→ **TASK STATEMENT**:
Pick out every line in the material below that contains the word "honda", and copy each one.

◆ ◆ ◆ ◆ ◆

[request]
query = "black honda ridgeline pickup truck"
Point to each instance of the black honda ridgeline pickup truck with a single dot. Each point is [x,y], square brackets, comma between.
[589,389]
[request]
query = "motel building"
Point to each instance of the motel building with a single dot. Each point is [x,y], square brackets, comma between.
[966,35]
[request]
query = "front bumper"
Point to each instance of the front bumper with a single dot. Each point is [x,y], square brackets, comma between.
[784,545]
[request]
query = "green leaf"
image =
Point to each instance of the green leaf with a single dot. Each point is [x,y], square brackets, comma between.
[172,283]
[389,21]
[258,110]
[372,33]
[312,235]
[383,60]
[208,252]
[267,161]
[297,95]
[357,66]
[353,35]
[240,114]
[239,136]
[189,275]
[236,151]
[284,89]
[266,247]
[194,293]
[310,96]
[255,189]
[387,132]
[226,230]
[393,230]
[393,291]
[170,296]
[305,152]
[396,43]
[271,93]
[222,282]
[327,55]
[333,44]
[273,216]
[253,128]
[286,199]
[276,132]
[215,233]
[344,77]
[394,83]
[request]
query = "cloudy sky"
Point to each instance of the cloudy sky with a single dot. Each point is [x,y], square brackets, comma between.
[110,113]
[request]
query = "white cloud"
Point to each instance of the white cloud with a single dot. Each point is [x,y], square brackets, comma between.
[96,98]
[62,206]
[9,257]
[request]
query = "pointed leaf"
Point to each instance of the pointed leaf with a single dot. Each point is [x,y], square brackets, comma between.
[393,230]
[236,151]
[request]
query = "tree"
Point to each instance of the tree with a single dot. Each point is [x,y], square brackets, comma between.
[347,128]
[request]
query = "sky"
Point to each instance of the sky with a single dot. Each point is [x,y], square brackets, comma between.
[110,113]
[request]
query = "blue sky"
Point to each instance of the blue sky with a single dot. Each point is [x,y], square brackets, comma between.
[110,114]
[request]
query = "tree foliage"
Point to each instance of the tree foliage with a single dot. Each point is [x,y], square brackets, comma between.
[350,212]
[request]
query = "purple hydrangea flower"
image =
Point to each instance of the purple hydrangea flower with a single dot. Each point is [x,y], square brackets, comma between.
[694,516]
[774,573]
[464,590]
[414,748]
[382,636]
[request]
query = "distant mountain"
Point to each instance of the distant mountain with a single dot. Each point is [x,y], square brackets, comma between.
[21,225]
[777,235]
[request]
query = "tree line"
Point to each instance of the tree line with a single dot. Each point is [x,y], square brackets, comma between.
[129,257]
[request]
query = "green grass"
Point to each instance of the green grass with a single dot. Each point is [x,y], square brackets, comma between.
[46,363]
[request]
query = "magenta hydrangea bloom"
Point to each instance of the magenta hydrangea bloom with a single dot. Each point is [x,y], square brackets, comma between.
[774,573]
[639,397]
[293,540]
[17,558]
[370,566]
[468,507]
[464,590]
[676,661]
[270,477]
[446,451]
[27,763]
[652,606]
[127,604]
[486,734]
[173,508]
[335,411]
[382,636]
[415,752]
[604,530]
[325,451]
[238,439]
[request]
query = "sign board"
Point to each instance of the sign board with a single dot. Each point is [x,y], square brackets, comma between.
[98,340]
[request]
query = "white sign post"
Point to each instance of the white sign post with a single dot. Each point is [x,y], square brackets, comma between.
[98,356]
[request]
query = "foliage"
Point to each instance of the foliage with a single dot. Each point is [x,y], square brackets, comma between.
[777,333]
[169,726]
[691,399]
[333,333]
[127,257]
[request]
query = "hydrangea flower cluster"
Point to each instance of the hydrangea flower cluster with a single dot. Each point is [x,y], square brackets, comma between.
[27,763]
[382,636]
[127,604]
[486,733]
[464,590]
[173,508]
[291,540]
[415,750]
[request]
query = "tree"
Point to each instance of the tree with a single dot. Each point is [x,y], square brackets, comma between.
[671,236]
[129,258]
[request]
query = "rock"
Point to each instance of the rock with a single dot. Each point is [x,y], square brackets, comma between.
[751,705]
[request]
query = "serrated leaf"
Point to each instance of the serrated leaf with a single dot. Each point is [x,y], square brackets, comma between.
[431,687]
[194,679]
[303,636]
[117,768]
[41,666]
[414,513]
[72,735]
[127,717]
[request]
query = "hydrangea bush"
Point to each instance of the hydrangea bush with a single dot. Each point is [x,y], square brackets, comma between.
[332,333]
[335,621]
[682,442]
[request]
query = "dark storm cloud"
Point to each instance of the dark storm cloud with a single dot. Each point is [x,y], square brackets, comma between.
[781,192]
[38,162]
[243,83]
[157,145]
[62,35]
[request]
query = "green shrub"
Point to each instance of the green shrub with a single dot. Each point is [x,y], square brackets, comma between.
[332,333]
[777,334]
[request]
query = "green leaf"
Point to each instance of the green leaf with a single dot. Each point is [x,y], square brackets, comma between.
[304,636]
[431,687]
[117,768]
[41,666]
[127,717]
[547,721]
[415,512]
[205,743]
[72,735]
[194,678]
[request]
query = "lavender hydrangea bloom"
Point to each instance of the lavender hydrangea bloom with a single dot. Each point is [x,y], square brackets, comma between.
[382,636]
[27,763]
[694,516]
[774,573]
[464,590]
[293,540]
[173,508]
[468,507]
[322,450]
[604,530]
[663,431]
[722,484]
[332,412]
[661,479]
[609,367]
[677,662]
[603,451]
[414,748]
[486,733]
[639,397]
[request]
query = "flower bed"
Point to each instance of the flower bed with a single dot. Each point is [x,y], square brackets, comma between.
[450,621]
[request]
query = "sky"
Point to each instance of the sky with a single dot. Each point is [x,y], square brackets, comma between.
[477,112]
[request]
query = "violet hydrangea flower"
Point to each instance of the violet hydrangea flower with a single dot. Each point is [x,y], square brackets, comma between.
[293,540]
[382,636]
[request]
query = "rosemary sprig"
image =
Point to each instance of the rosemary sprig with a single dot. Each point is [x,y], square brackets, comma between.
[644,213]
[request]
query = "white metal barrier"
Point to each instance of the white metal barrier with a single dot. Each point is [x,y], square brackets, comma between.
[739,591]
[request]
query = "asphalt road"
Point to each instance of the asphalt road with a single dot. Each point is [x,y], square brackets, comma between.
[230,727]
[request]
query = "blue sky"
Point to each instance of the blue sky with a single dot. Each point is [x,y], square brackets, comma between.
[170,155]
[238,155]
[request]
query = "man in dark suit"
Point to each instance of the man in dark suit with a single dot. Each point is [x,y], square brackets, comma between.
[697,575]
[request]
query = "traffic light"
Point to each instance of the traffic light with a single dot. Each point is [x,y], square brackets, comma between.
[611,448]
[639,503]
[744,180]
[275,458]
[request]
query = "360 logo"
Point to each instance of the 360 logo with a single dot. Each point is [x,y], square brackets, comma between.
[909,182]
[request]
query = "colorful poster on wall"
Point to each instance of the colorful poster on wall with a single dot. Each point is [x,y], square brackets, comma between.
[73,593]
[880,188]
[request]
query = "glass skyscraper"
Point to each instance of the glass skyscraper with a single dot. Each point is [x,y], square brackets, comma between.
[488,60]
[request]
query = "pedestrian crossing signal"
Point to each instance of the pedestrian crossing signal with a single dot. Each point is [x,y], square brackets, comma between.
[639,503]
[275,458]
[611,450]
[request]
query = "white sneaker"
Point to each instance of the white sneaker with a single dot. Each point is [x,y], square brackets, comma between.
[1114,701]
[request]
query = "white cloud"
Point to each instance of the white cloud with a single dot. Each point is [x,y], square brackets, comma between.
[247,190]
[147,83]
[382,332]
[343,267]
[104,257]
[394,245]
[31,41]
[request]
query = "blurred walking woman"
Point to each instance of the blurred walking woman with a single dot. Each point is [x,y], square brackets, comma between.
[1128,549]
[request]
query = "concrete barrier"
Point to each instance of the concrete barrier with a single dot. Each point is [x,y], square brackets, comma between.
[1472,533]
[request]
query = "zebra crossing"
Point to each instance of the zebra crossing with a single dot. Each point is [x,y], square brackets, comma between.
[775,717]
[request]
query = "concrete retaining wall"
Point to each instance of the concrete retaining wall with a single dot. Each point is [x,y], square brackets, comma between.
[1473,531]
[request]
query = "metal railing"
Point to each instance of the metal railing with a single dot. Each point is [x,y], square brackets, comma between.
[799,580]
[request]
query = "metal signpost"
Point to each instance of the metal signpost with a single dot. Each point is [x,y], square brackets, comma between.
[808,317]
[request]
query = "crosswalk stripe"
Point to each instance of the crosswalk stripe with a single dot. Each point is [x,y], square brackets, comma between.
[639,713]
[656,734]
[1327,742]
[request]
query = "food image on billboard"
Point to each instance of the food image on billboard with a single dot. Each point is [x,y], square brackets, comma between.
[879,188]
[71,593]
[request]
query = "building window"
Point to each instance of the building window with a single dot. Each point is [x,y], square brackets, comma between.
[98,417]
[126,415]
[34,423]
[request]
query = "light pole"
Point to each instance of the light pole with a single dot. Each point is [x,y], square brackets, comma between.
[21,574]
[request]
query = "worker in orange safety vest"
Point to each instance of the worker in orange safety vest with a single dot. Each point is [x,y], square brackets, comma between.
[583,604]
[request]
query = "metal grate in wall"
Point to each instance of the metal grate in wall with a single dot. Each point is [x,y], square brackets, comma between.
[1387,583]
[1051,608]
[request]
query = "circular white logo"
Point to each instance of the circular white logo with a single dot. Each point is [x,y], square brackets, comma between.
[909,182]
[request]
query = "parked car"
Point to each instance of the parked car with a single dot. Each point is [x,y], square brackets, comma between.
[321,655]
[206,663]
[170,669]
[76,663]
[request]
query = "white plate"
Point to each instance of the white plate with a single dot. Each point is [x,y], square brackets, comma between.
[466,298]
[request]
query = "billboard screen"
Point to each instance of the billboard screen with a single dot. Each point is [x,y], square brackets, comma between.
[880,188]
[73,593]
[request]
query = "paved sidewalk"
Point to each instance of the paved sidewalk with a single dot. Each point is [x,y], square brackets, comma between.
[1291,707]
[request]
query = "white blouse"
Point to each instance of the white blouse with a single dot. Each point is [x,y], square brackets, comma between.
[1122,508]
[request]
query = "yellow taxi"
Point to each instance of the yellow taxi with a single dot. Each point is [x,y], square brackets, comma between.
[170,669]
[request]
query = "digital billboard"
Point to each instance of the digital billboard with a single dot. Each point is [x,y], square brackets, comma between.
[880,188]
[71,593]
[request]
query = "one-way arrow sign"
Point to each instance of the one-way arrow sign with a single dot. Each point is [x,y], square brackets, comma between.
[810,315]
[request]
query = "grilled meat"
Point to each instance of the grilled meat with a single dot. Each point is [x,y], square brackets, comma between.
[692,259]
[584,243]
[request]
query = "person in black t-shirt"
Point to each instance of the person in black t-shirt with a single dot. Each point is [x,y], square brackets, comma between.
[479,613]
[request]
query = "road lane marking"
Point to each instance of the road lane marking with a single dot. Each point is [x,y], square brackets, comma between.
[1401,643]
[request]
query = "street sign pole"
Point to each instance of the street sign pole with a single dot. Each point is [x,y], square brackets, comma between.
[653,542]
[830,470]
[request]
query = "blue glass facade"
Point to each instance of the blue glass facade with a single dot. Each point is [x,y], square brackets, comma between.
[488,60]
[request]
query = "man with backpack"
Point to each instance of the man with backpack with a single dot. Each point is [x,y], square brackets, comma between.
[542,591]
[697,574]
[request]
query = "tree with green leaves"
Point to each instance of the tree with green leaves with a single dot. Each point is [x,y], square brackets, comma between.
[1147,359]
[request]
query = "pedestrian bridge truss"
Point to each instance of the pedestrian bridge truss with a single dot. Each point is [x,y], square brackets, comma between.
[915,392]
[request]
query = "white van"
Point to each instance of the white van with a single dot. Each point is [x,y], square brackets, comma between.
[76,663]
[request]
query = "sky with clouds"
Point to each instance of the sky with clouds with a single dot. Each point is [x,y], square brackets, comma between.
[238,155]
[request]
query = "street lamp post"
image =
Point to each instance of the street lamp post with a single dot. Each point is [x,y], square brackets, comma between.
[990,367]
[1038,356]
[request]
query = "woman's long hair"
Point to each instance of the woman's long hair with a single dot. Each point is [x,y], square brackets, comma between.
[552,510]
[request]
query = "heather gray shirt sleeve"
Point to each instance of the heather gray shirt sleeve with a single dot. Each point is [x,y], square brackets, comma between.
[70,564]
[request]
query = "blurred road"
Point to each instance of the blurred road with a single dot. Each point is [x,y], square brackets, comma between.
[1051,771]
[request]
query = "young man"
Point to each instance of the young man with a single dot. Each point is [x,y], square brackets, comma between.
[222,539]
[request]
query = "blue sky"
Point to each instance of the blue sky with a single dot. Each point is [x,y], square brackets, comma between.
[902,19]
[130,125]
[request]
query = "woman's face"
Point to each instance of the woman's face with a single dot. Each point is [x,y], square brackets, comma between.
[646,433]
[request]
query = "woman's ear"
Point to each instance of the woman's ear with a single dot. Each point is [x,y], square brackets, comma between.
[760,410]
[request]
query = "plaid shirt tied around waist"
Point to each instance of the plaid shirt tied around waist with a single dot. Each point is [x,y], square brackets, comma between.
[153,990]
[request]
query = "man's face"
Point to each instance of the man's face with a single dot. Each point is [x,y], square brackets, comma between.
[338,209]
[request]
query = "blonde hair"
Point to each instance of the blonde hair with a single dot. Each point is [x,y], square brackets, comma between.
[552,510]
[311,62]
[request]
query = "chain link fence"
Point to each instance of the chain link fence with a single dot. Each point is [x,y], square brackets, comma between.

◆ ◆ ◆ ◆ ◆

→ **SOLVED PROBLEM**:
query = "black honda ridgeline pickup truck"
Point to each instance of the black honda ridgeline pickup truck with a single dot. Each point is [x,y], square brackets, comma between.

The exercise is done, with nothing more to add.